● STATED GOAL
In every row below, swap "lamp post" for "street light" and write the lines out again with nothing else changed. Leave out the pictures.

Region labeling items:
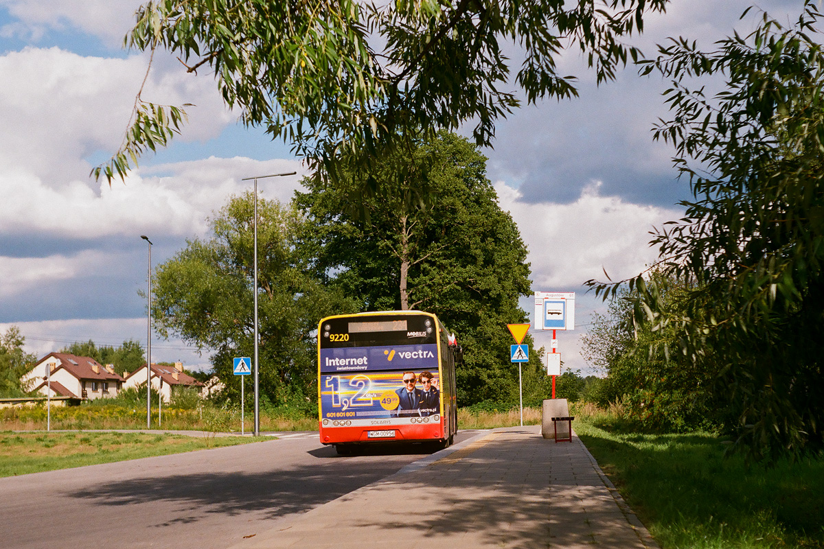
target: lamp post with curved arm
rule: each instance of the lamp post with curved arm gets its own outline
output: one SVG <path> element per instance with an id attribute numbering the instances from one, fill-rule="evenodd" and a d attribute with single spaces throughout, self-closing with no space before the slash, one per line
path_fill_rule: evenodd
<path id="1" fill-rule="evenodd" d="M 254 288 L 252 293 L 255 295 L 255 436 L 260 436 L 260 386 L 258 384 L 258 322 L 257 322 L 257 180 L 263 179 L 267 177 L 282 177 L 283 175 L 294 175 L 297 172 L 290 171 L 285 174 L 271 174 L 269 175 L 257 175 L 255 177 L 246 177 L 241 179 L 241 181 L 249 181 L 250 179 L 255 180 L 255 247 L 254 252 Z M 241 402 L 241 406 L 243 406 L 243 402 Z"/>
<path id="2" fill-rule="evenodd" d="M 152 428 L 152 240 L 146 235 L 140 238 L 149 243 L 149 293 L 146 314 L 146 428 Z"/>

● WRITTEN ANSWER
target: street light with curved arm
rule: each instance of the street light with curved arm gets its own outline
output: one SVG <path> element per instance with an id attribute numbering the instances from one, fill-rule="evenodd" and a d attribute with single spaces throughout, self-closing with no space before the slash, one per line
path_fill_rule: evenodd
<path id="1" fill-rule="evenodd" d="M 254 288 L 252 293 L 255 295 L 255 436 L 260 436 L 260 386 L 258 384 L 258 322 L 257 322 L 257 180 L 263 179 L 267 177 L 282 177 L 283 175 L 294 175 L 297 172 L 290 171 L 285 174 L 271 174 L 269 175 L 257 175 L 255 177 L 246 177 L 241 179 L 241 181 L 249 181 L 250 179 L 255 180 L 255 247 L 254 252 Z M 241 402 L 241 406 L 243 406 L 243 402 Z"/>
<path id="2" fill-rule="evenodd" d="M 152 428 L 152 240 L 146 235 L 140 238 L 149 243 L 149 293 L 146 314 L 146 428 Z"/>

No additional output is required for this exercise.